The south trailhead is north of Westhawk Lake and just to the east of Caddy Lake. The north trailhead is on the north side of Big Whiteshell Lake. There is parking available at both trailheads, although the lot at the south trailhead is considerably larger. As of yet there are no businesses that offer shuttle service between trailheads. Waterproof and tearproof maps are available from several sources, including Manitoba Conservation. There are organizations that offer guided hiking trips on the Mantario Trail, if needed.

== Trail Maintenance ==

The Manitoba Naturalists Society (MNS) is a volunteer non-profit organization that has stewarded Mantario trail development and maintenance over the years. The MNS Outdoor Committee has leaders who offer minimal-cost trips on the trail.

== Mantario Cabin ==

Associated with the Mantario Trail is the Mantario Wilderness Cabin a facility located on an island on Mantario Lake and which is operated by Nature Manitoba. The Mantario Wilderness Education program is intended to offer remote wilderness education opportunities in numerous disciplines with reasonably priced 5-day programs through July and August. The cabin is accessed by non-motorized means such as canoeing and portaging, hiking, crosscountry skiing or snowshoeing. Various trips to the Mantario Cabin are organized by MNS Trip Leaders throughout the year.

== Events ==

Since 1980, a group of local runners have been participating the annual Mantario Marathon. A two-day run that starts at the south trail head on day one. The end point for the day is the Wilderness Cabin. The second day then proceeds to the north trail head. The tradition has evolved that if you want to be considered the winner, you must sleep outside rather than in the cabin. The traditional date of the race is not disclosed to the general public, to discourage weekend warriors who are not capable of the self-sufficiency required.

Since 1990, the first three place finishers, who slept outside, are entitled to refer to themselves as "Gods of the trail".

Special status ("Honoured Gods" ) goes to those who have such exceptional pacing ability as to be able to win the race at precisely the same time (known as a "Mantario Tie").

Individuals have also had success completing the 63 kilometer trek in one or two days, by jogging or walking.

* [RECORDS PROVIDED]
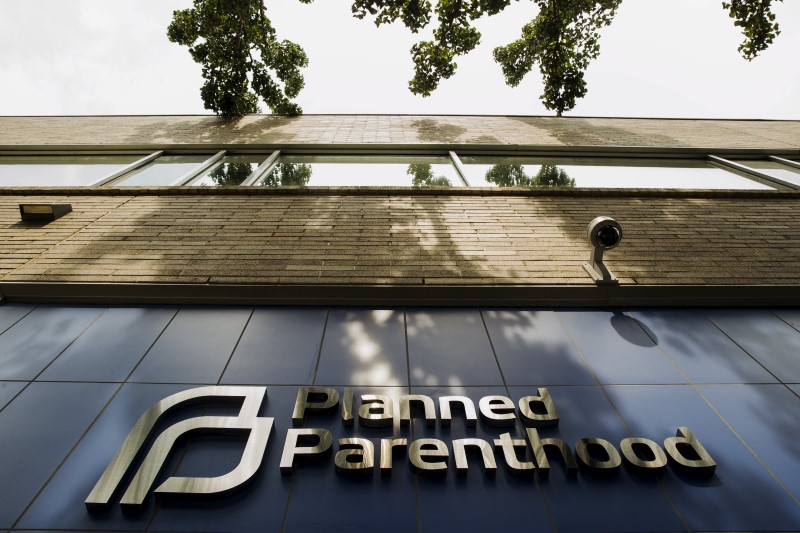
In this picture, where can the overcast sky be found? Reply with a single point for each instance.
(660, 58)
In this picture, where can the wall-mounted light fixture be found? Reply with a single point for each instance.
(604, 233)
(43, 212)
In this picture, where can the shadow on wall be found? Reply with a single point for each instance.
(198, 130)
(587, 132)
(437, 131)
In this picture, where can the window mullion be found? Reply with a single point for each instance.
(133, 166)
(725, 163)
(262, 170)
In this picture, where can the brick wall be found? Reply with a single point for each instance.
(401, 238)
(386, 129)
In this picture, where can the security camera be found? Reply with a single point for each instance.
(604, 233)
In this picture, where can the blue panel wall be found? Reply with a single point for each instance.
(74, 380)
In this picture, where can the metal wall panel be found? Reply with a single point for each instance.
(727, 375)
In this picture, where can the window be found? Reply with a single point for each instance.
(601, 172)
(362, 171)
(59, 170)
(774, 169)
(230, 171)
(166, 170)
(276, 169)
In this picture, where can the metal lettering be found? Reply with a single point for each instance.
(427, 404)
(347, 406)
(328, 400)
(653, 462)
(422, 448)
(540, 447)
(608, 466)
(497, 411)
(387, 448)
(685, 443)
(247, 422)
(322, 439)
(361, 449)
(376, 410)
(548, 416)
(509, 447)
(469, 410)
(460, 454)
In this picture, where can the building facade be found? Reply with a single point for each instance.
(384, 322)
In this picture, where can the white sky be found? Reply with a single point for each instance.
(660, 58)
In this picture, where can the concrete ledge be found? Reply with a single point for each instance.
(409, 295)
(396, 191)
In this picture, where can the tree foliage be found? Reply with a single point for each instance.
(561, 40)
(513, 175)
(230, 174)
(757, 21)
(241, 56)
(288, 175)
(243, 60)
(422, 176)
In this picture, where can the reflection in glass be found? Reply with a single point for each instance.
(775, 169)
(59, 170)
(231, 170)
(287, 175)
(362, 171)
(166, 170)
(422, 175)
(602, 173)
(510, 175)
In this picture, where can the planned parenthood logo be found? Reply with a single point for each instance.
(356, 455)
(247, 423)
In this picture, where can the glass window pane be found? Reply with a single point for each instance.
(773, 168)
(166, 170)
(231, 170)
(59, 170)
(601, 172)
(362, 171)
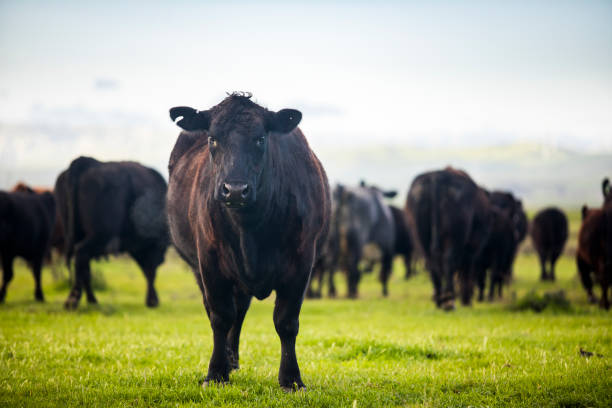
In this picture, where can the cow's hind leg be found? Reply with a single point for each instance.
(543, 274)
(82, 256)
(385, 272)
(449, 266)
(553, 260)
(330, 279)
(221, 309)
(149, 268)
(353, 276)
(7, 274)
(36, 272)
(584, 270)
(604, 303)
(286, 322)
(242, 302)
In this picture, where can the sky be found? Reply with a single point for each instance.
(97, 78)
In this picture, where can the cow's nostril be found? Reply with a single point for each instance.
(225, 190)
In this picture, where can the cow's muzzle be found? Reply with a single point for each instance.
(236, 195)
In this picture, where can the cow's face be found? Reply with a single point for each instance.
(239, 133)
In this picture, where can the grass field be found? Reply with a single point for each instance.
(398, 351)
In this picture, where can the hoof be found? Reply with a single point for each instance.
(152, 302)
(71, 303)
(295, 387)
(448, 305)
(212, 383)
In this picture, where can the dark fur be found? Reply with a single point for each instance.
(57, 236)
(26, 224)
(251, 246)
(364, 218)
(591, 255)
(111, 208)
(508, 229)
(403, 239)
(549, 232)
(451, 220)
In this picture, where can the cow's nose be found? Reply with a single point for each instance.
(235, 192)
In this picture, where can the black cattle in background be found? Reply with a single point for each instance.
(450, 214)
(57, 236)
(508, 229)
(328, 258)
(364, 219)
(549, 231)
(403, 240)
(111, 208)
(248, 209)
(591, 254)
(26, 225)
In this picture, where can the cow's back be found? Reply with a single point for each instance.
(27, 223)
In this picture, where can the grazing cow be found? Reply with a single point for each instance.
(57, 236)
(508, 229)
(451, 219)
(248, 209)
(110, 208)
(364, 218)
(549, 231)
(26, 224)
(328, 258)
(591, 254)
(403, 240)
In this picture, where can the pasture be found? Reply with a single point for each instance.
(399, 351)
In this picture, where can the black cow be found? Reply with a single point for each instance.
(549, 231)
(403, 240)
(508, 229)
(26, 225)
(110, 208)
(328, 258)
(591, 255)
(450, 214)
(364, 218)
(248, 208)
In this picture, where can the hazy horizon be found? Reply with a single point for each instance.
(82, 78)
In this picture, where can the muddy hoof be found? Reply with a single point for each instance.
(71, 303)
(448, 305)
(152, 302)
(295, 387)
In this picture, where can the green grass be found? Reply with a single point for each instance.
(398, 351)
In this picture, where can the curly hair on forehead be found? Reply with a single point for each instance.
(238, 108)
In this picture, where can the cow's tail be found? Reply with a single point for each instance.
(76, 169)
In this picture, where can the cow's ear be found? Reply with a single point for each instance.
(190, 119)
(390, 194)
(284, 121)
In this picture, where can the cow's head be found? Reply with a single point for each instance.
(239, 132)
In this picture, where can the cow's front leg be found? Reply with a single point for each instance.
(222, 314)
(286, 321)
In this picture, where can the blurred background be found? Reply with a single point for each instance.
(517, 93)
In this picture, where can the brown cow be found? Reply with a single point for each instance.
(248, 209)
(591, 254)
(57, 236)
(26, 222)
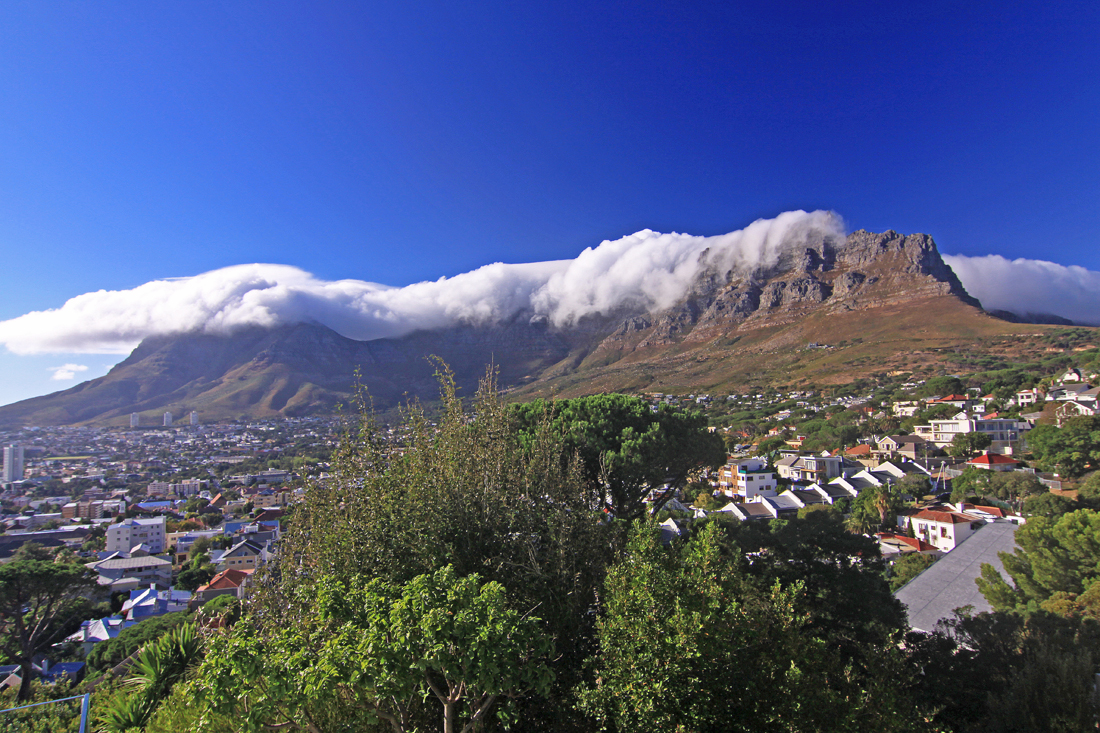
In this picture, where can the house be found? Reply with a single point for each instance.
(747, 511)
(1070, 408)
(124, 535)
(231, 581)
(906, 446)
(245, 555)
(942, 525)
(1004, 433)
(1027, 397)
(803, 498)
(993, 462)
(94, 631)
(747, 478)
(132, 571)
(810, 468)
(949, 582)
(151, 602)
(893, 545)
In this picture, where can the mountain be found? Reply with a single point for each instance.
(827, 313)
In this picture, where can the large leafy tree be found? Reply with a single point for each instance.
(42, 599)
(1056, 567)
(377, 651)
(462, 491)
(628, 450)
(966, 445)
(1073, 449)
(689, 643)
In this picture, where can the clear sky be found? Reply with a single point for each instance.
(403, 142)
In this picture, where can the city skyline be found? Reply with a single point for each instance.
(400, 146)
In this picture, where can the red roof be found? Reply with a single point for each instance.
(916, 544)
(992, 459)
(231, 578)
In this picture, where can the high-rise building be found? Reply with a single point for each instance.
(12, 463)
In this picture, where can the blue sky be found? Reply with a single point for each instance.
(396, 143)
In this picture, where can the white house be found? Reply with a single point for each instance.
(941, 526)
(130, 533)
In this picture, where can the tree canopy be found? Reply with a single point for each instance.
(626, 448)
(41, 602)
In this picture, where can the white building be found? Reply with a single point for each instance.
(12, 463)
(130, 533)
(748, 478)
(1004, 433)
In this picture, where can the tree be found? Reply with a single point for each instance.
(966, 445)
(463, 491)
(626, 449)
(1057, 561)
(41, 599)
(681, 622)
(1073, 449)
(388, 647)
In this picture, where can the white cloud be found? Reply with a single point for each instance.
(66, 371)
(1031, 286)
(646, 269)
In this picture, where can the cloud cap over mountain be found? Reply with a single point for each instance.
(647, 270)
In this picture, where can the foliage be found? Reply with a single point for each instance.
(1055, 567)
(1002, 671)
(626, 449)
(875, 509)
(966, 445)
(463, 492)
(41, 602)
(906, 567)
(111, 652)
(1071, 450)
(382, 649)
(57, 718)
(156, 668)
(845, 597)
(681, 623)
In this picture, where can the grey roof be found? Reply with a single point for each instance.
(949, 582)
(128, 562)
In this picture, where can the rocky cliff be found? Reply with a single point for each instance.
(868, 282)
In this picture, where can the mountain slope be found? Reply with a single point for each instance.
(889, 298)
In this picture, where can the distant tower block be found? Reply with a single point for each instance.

* [WHAT THIS TASK INVOLVES]
According to the Mantario Trail text, why is the traditional date of the Mantario Marathon kept from the general public? Answer in one to three sentences.

* [RESULT]
The date is not disclosed so that weekend warriors who can't manage the self-sufficiency the two-day run requires are discouraged from taking part.